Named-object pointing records

⁂

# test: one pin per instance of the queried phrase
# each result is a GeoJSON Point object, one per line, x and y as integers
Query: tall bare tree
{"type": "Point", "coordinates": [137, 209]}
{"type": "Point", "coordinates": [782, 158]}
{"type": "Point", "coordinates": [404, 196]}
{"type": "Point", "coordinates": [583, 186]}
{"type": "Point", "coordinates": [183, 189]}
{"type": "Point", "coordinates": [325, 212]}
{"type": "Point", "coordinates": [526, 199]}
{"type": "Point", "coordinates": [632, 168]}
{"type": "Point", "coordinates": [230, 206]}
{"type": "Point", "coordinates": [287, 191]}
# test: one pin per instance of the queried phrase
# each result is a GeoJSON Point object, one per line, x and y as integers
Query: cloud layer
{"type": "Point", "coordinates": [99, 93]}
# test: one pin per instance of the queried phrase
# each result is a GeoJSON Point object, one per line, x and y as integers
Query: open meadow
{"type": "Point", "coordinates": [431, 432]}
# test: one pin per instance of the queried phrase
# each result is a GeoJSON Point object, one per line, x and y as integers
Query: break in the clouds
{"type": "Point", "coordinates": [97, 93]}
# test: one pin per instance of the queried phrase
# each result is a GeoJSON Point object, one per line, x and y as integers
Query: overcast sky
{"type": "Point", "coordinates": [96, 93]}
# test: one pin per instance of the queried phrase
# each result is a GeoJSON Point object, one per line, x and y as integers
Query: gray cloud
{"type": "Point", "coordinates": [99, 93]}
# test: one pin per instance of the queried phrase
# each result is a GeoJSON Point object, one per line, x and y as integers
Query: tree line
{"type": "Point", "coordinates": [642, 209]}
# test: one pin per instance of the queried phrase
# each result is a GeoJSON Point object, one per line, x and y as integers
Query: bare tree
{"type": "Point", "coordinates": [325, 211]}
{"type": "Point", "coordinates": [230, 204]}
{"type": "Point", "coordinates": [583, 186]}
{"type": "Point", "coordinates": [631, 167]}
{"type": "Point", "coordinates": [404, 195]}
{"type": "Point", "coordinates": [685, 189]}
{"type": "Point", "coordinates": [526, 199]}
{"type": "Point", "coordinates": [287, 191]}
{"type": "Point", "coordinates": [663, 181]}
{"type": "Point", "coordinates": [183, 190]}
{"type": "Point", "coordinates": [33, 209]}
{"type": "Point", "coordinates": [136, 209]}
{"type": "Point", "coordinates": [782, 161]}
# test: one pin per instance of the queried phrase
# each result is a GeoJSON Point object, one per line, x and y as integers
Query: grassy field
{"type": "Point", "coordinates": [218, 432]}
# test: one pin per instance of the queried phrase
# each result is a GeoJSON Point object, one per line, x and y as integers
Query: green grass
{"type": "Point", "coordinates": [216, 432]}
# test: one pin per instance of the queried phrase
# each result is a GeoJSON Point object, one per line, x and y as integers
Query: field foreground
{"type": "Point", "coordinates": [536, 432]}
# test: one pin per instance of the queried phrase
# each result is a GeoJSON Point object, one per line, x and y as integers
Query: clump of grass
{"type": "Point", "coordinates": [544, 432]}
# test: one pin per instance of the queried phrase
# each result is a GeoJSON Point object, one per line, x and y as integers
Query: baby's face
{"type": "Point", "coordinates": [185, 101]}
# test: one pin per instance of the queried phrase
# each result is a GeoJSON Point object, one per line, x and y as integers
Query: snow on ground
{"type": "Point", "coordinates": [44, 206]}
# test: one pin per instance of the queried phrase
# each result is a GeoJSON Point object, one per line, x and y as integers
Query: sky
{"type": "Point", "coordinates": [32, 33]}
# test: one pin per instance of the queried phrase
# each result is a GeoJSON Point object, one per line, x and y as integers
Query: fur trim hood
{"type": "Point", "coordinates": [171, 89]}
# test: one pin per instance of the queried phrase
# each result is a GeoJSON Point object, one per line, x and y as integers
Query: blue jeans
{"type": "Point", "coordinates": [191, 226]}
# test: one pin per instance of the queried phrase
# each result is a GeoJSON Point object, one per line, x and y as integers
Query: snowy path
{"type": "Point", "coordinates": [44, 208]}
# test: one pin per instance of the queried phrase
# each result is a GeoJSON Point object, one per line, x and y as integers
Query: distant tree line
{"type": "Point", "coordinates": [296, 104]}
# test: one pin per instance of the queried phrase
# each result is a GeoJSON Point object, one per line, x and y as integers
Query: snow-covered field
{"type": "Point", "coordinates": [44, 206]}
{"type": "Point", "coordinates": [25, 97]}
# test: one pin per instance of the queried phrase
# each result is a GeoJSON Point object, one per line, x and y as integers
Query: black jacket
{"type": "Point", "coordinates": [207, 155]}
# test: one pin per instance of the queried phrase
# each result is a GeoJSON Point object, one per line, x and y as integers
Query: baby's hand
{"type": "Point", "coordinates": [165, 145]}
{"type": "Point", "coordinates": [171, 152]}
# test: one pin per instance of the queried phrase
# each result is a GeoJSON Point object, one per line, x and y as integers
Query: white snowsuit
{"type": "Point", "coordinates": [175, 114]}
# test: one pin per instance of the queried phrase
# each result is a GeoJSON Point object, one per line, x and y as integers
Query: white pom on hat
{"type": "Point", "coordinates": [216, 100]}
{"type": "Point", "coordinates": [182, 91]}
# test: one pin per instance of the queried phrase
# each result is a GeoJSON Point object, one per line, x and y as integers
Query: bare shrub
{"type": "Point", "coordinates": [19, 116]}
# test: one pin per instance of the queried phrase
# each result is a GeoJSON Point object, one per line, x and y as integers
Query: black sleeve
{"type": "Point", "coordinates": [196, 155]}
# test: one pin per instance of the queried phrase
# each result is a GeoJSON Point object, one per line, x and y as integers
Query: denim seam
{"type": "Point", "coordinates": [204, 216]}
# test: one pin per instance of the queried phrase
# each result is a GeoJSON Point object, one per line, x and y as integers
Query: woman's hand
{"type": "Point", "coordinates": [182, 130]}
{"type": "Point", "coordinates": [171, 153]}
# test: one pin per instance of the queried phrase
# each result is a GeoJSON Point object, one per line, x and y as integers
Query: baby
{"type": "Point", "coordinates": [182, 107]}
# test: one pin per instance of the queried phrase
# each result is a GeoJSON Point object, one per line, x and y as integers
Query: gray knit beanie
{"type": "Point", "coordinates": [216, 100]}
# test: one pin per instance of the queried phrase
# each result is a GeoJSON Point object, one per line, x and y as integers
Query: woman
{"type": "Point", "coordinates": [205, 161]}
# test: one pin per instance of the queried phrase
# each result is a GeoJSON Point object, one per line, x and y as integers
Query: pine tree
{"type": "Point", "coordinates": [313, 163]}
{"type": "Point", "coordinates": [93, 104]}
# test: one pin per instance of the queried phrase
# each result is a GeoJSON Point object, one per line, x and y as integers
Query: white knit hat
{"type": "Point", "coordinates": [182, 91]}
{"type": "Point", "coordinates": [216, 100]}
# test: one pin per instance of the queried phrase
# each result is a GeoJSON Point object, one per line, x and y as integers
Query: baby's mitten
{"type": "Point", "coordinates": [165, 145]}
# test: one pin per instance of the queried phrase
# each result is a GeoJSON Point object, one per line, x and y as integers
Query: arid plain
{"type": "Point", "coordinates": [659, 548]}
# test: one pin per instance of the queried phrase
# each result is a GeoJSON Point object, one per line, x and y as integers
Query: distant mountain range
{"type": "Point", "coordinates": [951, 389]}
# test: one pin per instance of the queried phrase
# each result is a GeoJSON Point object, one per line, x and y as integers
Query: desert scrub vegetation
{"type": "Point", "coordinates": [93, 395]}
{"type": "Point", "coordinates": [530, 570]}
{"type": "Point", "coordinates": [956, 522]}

⁂

* Problem
The records above are to be repeated exactly, in their entirety.

* Answer to the problem
# test: one pin per instance of the queried phrase
# each result is a GeoJSON Point object, one per line, x and y as integers
Query: tall bare tree
{"type": "Point", "coordinates": [137, 209]}
{"type": "Point", "coordinates": [782, 158]}
{"type": "Point", "coordinates": [404, 196]}
{"type": "Point", "coordinates": [583, 186]}
{"type": "Point", "coordinates": [183, 189]}
{"type": "Point", "coordinates": [325, 212]}
{"type": "Point", "coordinates": [526, 199]}
{"type": "Point", "coordinates": [632, 168]}
{"type": "Point", "coordinates": [230, 206]}
{"type": "Point", "coordinates": [287, 191]}
# test: one pin per instance of the queried phrase
# each result is a GeoJSON Point object, one per line, x and y as integers
Query: cloud layer
{"type": "Point", "coordinates": [99, 93]}
# test: one pin per instance of the queried phrase
# each result is a GeoJSON Point object, one per line, x and y as integers
Query: open meadow
{"type": "Point", "coordinates": [431, 432]}
# test: one pin per instance of the queried phrase
# each result is a GeoJSON Point object, one per line, x and y as integers
Query: break in the clouds
{"type": "Point", "coordinates": [97, 93]}
# test: one pin per instance of the queried phrase
# each result is a GeoJSON Point object, one per line, x and y as integers
Query: overcast sky
{"type": "Point", "coordinates": [96, 93]}
# test: one pin per instance of the queried phrase
# each result is a GeoJSON Point object, one per line, x and y as integers
Query: gray cloud
{"type": "Point", "coordinates": [99, 93]}
# test: one pin per instance of the queried phrase
# each result is a GeoJSON Point object, one per line, x and y as integers
Query: tree line
{"type": "Point", "coordinates": [642, 209]}
# test: one pin per instance of the queried phrase
# each result is a GeoJSON Point object, one per line, x and y as integers
Query: bare tree
{"type": "Point", "coordinates": [325, 211]}
{"type": "Point", "coordinates": [230, 204]}
{"type": "Point", "coordinates": [583, 186]}
{"type": "Point", "coordinates": [631, 167]}
{"type": "Point", "coordinates": [404, 195]}
{"type": "Point", "coordinates": [685, 189]}
{"type": "Point", "coordinates": [526, 199]}
{"type": "Point", "coordinates": [287, 191]}
{"type": "Point", "coordinates": [663, 181]}
{"type": "Point", "coordinates": [183, 190]}
{"type": "Point", "coordinates": [33, 209]}
{"type": "Point", "coordinates": [136, 209]}
{"type": "Point", "coordinates": [782, 161]}
# test: one pin per instance of the queried phrase
# each result is a GeoJSON Point object, one per line, x and y as integers
Query: grassy field
{"type": "Point", "coordinates": [218, 432]}
# test: one pin per instance of the queried phrase
# each result is a GeoJSON Point object, one per line, x and y as integers
Query: green grass
{"type": "Point", "coordinates": [216, 432]}
# test: one pin per instance of the queried phrase
# each result is a GeoJSON Point object, one per line, x and y as integers
Query: field foreground
{"type": "Point", "coordinates": [536, 432]}
# test: one pin per instance of the queried phrase
# each result is a GeoJSON Point object, one per line, x and y as integers
Query: clump of grass
{"type": "Point", "coordinates": [544, 432]}
# test: one pin per instance of the queried phrase
# each result is a GeoJSON Point object, one per line, x and y as integers
Query: baby's face
{"type": "Point", "coordinates": [185, 101]}
# test: one pin per instance of the queried phrase
# each result is a GeoJSON Point object, one per line, x and y as integers
Query: snow on ground
{"type": "Point", "coordinates": [44, 206]}
# test: one pin per instance of the queried phrase
# each result is a GeoJSON Point object, one per line, x and y as integers
Query: sky
{"type": "Point", "coordinates": [32, 33]}
# test: one pin per instance of the queried phrase
# each result is a GeoJSON Point object, one per line, x and y as integers
Query: fur trim hood
{"type": "Point", "coordinates": [171, 89]}
# test: one pin per instance of the queried phrase
# each result is a GeoJSON Point object, one per line, x and y as integers
Query: blue jeans
{"type": "Point", "coordinates": [191, 226]}
# test: one pin per instance of the queried phrase
# each result is a GeoJSON Point object, one per line, x and y as integers
Query: snowy path
{"type": "Point", "coordinates": [44, 208]}
# test: one pin per instance of the queried phrase
# each result is a GeoJSON Point object, one per line, x and y as integers
Query: distant tree line
{"type": "Point", "coordinates": [296, 104]}
# test: one pin per instance of the queried phrase
# each result is a GeoJSON Point object, one per line, x and y as integers
Query: snow-covered field
{"type": "Point", "coordinates": [44, 206]}
{"type": "Point", "coordinates": [25, 97]}
# test: one pin per instance of the queried phrase
# each result is a GeoJSON Point object, one per line, x and y as integers
Query: black jacket
{"type": "Point", "coordinates": [207, 155]}
# test: one pin per instance of the queried phrase
# each result is a GeoJSON Point object, one per line, x and y as integers
Query: baby's hand
{"type": "Point", "coordinates": [165, 145]}
{"type": "Point", "coordinates": [171, 152]}
# test: one pin per instance of the queried phrase
# each result is a GeoJSON Point object, one per line, x and y as integers
Query: white snowsuit
{"type": "Point", "coordinates": [175, 114]}
# test: one pin per instance of the queried phrase
# each result is a GeoJSON Point object, one per line, x and y as integers
Query: white pom on hat
{"type": "Point", "coordinates": [216, 100]}
{"type": "Point", "coordinates": [182, 91]}
# test: one pin per instance of the queried phrase
# each result is a GeoJSON Point object, one per line, x and y as integers
Query: bare shrub
{"type": "Point", "coordinates": [19, 116]}
# test: one pin per instance of the queried phrase
# each result is a GeoJSON Point object, one per line, x and y as integers
Query: black sleeve
{"type": "Point", "coordinates": [196, 155]}
# test: one pin per instance of the queried phrase
# each result is a GeoJSON Point object, one per line, x and y as integers
Query: denim seam
{"type": "Point", "coordinates": [204, 216]}
# test: one pin per instance of the queried phrase
# each result is a GeoJSON Point object, one per line, x and y as integers
Query: woman's hand
{"type": "Point", "coordinates": [182, 130]}
{"type": "Point", "coordinates": [171, 153]}
# test: one pin per instance of the queried phrase
# each result is a GeoJSON Point object, one per line, x and y as integers
Query: baby
{"type": "Point", "coordinates": [182, 107]}
# test: one pin per instance of the queried phrase
# each result is a GeoJSON Point object, one per line, x and y as integers
Query: gray knit beanie
{"type": "Point", "coordinates": [216, 100]}
# test: one pin per instance of the queried phrase
# each result is a GeoJSON Point object, one per line, x and y as integers
Query: woman
{"type": "Point", "coordinates": [205, 161]}
# test: one pin per instance of the queried phrase
# each result is a GeoJSON Point object, one per line, x and y as integers
Query: pine tree
{"type": "Point", "coordinates": [313, 163]}
{"type": "Point", "coordinates": [93, 104]}
# test: one pin per instance of the queried phrase
# each result is a GeoJSON Point object, one per line, x and y as integers
Query: white knit hat
{"type": "Point", "coordinates": [182, 91]}
{"type": "Point", "coordinates": [216, 100]}
# test: one pin per instance of the queried phrase
# each result is a GeoJSON Point object, one per line, x and y as integers
Query: baby's mitten
{"type": "Point", "coordinates": [165, 145]}
# test: one pin per instance of the queried phrase
# each result is a GeoJSON Point object, one per line, x and y as integers
Query: arid plain
{"type": "Point", "coordinates": [659, 548]}
# test: one pin per instance of the queried phrase
# each result is a GeoJSON Point object, one per line, x and y as integers
Query: distant mountain range
{"type": "Point", "coordinates": [951, 389]}
# test: one pin per instance of the queried phrase
# each result is a GeoJSON Point object, one per line, x and y as integers
Query: desert scrub vegetation
{"type": "Point", "coordinates": [93, 395]}
{"type": "Point", "coordinates": [530, 570]}
{"type": "Point", "coordinates": [956, 522]}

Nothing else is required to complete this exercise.